(STUDY TEXT begins)

On April 28, 2014, State Farm filed a motion in superior court to reduce the panel damage award to available coverage ($300,000), and presented evidence that a portion of Graf’s medical bills had been paid by workers’ compensation or were for services obtained more than three years after the accident (both of which contravened the terms of Policy 2). Upon review, the lower court granted State Farm’s motion to reduce the panel damage award to available coverage under Policy 2. Backing out the $50,000 settlement with the at-fault motorist, the court held that Graf was entitled to a total of $250,000 for State Farm. Graf timely appealed the decision.




Before the Law Court, Graf argued that the lower court erred in determining:


1.)    That Policy 1 excluded coverage for injury sustained in a vehicle not covered by the policy;

2.)    That the UM/UIM statute entitled State Farm to offset any judgment entered by the court by the $50,000 settlement Graf received from the at-fault motorist, after the arbitration panel had already offset its award by this amount; and

3.)    That the language in Policy 2 prevented Graf from recovering both UM/UIM coverage and medical payments coverage.

(STUDY TEXT ends)
(RECORDED DATA begins)

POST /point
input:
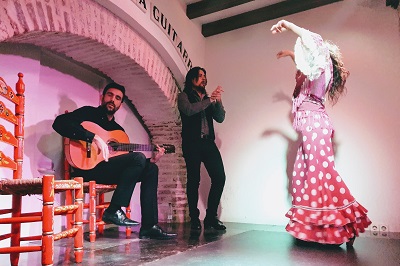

(RECORDED DATA ends)

> WHAT THE TASK ASKS:
Answer these questions from the excerpt on Graf's appeal against State Farm.
1. In its April 28, 2014 motion, to what amount of available coverage did State Farm ask the superior court to reduce the panel damage award?
2. What amount did Graf receive in the settlement with the at-fault motorist?
3. Which policy did Graf argue the lower court wrongly found to exclude coverage for injury sustained in a vehicle not covered by the policy?

> TASK ANSWER:
1. $300,000
2. $50,000
3. Policy 1